§ CONSIGNES:
**A.** Citez le passage du texte sur Omar Khayyâm qui commence par « Le hasard m'a » et se termine par « leur ressembler ? ».
**B.** Relevez, dans les entrées ci-dessous, chaque ligne où figure le mot « snail », et recopiez-la telle quelle.

╭─ TEXTE FOURNI

Le hasard m'a fait tomber sur cet opuscule ; j'ignorais tout de ce poète persan, connu surtout pour ses travaux en mathématique et en particulier en géométrie, qui est mort en 1132. Par contre, me restent gravés dans ma mémoire ces autres poètes persans qui, dès le début de l'Islam, ont osé enfreindre les préceptes du prophète et faire l'éloge du vin et de l'ivresse. Et si Omar Khayyâm allait leur ressembler ?
Je ne me suis pas longtemps posé la question, tant il est évident que dès les premiers quatrains la thématique utilisée était similaire.
Quelques grandes obsessions parcourent cet opuscule : l'ivresse, certes, mais aussi la vie et la façon de jouir du temps présent, Dieu et la relation de l'humain avec lui, et conséquence directe la prédestination. On pourrait y ajouter, mais dans une moindre mesure, l'amour.
Dans ces poèmes ce n'est pas que Khayyâm ait osé braver l'interdit qui est intéressant,
« O vin, c'est toi que j'aime et je suis comme fou
De toi. Je bois sans cesse et jamais je n'ai honte. » (Quatrain N°71)

╰─
╭─ DOCUMENTS FOURNIS

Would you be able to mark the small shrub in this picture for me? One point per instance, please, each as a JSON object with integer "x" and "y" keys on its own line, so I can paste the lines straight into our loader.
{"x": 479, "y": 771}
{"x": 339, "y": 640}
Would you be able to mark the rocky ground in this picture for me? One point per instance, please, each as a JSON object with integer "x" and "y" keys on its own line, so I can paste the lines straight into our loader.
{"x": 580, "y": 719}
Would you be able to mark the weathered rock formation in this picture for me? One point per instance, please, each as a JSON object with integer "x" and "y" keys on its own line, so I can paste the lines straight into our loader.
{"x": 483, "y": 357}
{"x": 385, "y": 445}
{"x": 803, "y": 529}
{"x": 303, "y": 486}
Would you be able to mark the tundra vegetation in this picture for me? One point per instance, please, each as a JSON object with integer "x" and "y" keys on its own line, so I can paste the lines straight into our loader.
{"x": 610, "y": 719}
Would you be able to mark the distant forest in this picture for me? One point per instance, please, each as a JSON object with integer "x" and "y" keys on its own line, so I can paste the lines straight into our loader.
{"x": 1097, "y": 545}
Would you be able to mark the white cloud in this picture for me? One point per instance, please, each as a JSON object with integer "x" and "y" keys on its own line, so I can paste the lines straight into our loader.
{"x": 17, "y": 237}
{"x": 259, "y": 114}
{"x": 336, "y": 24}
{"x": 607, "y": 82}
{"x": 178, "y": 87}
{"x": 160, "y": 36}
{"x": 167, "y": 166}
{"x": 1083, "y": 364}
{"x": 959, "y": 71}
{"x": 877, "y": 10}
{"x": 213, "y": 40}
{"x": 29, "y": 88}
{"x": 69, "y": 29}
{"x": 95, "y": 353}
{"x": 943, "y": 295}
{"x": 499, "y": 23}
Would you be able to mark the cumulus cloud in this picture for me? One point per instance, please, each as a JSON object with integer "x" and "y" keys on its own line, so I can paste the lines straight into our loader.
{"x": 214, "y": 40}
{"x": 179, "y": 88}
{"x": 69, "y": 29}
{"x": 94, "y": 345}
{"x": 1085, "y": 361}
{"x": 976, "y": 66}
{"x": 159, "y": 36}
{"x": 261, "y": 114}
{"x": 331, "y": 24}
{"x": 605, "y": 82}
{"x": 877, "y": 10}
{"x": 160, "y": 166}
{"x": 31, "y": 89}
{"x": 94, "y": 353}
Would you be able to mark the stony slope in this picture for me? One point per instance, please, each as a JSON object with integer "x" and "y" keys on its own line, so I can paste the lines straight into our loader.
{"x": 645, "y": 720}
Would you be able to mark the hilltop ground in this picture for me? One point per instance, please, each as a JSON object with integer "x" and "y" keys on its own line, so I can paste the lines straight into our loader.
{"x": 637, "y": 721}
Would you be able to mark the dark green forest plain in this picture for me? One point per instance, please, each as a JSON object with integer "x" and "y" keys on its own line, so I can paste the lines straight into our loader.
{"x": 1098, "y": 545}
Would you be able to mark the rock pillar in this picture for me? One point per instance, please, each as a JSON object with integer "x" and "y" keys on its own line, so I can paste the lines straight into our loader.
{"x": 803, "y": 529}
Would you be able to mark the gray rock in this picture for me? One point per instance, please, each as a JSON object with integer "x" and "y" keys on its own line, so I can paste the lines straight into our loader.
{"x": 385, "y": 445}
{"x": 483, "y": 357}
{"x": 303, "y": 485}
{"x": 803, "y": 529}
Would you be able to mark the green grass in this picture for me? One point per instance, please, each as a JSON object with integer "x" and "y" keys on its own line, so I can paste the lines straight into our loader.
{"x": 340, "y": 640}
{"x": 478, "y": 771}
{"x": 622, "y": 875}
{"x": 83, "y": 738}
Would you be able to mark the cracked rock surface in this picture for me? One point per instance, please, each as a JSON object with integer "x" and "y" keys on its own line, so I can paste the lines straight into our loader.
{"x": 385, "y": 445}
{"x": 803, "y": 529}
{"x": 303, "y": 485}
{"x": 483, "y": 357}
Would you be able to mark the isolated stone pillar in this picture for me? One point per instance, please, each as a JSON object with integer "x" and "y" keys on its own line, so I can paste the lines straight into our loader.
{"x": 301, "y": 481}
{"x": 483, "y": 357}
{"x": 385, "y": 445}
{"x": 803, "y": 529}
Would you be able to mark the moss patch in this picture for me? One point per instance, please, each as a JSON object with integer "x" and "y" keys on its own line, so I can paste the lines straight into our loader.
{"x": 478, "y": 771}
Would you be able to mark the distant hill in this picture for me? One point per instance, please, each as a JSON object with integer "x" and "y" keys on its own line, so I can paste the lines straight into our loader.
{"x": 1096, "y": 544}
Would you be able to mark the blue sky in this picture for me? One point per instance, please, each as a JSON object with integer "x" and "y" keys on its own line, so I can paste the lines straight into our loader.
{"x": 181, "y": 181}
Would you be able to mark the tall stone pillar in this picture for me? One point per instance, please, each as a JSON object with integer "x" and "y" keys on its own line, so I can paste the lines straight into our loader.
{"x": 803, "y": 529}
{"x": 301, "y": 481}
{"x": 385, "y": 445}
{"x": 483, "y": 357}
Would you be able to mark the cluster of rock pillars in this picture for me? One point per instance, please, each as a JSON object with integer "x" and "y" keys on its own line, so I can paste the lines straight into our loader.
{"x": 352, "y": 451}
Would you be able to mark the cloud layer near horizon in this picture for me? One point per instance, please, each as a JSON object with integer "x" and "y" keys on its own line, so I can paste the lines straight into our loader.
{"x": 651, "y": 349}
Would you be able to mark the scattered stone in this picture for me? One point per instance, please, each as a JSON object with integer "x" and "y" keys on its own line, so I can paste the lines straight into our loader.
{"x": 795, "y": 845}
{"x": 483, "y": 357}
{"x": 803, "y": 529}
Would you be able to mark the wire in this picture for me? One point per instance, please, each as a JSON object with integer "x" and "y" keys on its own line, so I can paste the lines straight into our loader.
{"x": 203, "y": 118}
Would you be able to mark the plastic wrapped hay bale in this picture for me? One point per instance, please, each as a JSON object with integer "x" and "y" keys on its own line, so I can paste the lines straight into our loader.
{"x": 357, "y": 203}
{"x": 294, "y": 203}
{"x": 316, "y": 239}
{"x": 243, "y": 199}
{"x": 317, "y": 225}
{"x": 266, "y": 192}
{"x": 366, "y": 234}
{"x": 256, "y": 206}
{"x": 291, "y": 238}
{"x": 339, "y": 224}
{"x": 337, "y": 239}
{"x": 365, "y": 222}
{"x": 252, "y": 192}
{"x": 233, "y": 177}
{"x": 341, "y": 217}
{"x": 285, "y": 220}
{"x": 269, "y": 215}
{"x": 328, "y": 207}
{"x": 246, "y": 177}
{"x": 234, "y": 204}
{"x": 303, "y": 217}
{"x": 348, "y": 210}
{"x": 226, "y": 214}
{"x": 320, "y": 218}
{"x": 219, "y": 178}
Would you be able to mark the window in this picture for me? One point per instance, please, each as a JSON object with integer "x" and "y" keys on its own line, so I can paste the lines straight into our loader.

╰─
╭─ DOCUMENTS FOURNIS

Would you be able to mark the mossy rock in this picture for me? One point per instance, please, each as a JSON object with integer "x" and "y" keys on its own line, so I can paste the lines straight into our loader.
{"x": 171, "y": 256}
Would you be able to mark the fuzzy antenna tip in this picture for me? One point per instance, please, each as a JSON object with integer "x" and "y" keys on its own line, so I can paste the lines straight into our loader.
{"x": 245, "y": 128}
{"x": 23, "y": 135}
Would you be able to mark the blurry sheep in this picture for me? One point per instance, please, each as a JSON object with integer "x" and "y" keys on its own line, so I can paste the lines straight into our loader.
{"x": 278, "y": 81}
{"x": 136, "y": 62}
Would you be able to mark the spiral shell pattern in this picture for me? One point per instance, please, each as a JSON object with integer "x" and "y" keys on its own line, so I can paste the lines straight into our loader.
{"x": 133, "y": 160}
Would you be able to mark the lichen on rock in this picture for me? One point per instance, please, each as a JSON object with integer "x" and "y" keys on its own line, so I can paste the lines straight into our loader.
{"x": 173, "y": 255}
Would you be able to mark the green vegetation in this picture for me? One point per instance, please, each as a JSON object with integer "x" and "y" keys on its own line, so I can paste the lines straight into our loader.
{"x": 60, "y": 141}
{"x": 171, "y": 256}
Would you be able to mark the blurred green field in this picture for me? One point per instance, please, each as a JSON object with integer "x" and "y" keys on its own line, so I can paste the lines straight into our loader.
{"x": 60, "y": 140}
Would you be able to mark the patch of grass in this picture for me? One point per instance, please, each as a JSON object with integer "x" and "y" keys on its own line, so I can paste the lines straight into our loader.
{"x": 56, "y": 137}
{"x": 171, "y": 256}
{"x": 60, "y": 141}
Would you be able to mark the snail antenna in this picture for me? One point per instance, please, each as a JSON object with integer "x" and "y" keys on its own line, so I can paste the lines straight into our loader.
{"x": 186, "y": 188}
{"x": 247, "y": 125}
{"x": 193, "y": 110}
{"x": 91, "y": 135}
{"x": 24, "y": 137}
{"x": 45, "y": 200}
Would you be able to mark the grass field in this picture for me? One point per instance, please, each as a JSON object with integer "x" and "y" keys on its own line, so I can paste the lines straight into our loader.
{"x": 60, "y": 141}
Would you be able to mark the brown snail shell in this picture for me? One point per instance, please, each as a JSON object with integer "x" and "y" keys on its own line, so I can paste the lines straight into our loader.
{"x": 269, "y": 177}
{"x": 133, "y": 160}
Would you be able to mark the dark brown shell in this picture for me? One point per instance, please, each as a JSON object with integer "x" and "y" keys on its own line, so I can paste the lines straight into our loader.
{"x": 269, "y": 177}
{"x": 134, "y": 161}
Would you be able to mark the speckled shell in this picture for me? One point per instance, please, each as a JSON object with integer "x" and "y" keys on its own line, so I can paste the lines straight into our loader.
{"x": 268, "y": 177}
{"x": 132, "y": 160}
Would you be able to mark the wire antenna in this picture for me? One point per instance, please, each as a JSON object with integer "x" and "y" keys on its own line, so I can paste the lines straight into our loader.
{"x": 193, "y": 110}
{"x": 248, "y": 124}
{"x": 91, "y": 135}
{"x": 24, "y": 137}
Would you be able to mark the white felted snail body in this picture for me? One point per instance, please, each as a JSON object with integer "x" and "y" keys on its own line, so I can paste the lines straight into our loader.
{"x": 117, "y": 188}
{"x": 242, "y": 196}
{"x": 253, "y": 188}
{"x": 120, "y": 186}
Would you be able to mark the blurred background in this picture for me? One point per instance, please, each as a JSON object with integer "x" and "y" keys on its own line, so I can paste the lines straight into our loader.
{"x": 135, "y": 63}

╰─

§ RÉPONSES ATTENDUES:
**A.**
Le hasard m'a fait tomber sur cet opuscule ; j'ignorais tout de ce poète persan, connu surtout pour ses travaux en mathématique et en particulier en géométrie, qui est mort en 1132. Par contre, me restent gravés dans ma mémoire ces autres poètes persans qui, dès le début de l'Islam, ont osé enfreindre les préceptes du prophète et faire l'éloge du vin et de l'ivresse. Et si Omar Khayyâm allait leur ressembler ?

**B.**
Would you be able to mark the snail antenna in this picture for me? One point per instance, please, each as a JSON object with integer "x" and "y" keys on its own line, so I can paste the lines straight into our loader.
Would you be able to mark the brown snail shell in this picture for me? One point per instance, please, each as a JSON object with integer "x" and "y" keys on its own line, so I can paste the lines straight into our loader.
Would you be able to mark the white felted snail body in this picture for me? One point per instance, please, each as a JSON object with integer "x" and "y" keys on its own line, so I can paste the lines straight into our loader.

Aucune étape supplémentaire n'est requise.